Give again, exactly as they appear, only the lines from the one containing "Put a dot on each instance of the dark trousers" through the last line of the material below.

DATA FOR THIS EXERCISE
_ _ _

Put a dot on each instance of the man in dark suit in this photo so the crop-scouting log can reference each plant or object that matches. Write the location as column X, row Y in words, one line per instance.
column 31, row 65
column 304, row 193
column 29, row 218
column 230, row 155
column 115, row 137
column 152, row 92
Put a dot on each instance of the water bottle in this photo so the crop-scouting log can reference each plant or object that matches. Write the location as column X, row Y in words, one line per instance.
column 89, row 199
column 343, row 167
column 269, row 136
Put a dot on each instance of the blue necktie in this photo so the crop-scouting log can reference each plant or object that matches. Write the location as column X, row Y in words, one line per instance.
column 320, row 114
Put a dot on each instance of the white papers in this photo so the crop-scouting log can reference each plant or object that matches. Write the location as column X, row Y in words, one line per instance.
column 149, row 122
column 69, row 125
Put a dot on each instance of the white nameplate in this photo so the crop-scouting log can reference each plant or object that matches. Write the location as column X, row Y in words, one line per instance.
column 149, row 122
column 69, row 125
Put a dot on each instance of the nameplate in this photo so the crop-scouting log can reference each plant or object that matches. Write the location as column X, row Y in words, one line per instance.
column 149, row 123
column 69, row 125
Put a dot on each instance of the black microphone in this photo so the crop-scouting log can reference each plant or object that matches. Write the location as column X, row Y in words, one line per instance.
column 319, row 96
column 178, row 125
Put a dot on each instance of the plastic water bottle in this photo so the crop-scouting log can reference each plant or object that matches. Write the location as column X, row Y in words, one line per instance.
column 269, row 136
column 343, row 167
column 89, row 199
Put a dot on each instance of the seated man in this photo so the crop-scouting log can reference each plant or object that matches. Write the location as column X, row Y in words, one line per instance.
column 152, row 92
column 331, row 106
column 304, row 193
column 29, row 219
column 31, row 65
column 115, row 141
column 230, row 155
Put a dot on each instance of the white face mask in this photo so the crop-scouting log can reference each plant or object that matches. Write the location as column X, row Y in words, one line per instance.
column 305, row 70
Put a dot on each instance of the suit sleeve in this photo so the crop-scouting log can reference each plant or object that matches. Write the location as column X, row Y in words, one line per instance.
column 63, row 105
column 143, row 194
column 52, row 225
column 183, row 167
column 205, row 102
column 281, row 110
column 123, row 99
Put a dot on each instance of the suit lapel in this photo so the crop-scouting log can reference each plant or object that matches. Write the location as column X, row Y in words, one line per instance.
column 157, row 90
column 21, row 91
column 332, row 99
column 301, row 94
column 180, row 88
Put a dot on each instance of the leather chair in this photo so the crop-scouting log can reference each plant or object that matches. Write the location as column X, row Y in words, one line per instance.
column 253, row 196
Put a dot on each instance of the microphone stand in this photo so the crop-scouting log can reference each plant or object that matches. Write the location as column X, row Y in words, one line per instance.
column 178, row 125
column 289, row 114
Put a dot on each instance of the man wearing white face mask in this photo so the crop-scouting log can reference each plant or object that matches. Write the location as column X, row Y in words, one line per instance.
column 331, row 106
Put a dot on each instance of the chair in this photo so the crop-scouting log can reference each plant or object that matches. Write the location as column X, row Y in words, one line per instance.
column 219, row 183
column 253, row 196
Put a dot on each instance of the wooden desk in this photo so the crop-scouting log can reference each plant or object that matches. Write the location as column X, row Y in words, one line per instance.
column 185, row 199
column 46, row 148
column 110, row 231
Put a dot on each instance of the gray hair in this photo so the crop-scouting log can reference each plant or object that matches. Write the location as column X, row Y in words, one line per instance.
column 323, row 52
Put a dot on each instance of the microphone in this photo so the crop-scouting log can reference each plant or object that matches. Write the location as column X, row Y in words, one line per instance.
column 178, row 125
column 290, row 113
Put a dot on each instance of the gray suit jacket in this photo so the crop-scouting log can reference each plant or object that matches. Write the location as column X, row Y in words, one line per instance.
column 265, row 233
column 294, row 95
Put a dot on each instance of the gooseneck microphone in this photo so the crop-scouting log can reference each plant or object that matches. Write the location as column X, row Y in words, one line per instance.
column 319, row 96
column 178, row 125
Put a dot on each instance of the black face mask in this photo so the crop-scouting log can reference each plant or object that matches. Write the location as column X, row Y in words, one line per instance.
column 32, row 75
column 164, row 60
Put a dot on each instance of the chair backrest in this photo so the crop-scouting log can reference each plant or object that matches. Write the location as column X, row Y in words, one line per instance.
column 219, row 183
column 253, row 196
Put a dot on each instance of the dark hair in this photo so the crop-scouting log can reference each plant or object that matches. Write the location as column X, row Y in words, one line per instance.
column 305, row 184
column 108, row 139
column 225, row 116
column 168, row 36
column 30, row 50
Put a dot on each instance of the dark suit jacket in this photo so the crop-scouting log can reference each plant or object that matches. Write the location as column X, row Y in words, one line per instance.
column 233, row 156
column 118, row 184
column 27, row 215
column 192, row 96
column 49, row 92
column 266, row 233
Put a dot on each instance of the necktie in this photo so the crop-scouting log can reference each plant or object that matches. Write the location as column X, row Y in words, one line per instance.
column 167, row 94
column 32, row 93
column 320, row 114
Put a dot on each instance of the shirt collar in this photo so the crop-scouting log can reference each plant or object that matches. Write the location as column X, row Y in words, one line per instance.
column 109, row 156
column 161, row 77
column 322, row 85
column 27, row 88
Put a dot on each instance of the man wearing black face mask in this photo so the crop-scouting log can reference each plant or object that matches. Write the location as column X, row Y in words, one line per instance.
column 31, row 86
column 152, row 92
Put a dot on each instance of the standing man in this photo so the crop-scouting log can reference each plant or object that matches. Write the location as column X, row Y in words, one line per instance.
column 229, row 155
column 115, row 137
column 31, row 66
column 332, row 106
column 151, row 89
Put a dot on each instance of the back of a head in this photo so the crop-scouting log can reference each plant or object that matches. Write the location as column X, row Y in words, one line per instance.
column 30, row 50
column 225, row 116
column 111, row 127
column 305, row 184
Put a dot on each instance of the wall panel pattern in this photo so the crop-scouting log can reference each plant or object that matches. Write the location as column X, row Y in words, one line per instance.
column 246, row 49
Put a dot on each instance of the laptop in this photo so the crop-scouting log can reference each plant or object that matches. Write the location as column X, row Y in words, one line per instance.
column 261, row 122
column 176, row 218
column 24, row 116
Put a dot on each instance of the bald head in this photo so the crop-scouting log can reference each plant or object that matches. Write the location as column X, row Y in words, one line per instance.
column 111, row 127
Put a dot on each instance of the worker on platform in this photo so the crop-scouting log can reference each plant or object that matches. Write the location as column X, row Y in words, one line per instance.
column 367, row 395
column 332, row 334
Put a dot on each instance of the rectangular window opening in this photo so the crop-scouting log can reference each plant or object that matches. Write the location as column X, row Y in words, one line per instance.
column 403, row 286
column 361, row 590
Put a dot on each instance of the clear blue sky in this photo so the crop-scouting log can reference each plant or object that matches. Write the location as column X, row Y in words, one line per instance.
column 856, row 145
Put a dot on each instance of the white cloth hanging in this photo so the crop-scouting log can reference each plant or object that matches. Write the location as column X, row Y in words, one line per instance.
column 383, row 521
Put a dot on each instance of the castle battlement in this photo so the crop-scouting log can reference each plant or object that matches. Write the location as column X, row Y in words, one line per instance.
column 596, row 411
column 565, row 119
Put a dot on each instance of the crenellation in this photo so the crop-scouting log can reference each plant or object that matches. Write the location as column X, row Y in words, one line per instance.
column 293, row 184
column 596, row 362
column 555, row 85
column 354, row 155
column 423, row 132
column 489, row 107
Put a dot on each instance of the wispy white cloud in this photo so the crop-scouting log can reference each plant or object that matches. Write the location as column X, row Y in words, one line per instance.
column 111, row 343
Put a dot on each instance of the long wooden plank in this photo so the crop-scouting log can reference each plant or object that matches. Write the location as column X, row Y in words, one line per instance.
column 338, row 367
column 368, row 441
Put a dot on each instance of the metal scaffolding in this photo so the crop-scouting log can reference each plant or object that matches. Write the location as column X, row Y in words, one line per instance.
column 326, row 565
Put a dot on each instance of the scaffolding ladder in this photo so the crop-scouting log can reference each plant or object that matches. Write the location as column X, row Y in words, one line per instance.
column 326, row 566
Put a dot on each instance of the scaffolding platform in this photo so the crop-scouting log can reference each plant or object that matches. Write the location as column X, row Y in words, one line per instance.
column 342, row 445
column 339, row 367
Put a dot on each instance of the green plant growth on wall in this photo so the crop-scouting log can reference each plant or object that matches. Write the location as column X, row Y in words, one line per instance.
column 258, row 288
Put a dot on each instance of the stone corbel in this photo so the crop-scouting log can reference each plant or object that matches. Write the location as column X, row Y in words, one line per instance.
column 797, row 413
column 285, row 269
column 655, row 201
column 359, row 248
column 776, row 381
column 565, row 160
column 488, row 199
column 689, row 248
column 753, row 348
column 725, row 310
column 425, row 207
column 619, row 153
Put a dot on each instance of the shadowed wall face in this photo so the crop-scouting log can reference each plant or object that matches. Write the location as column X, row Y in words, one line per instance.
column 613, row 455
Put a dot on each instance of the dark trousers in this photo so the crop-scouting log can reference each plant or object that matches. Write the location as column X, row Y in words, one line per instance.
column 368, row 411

_ _ _

EXERCISE SOLUTION
Put a dot on each instance of the dark trousers in this photo so the crop-scouting log can reference each plant or object that matches. Write the location as column X, row Y in words, one line per instance.
column 368, row 411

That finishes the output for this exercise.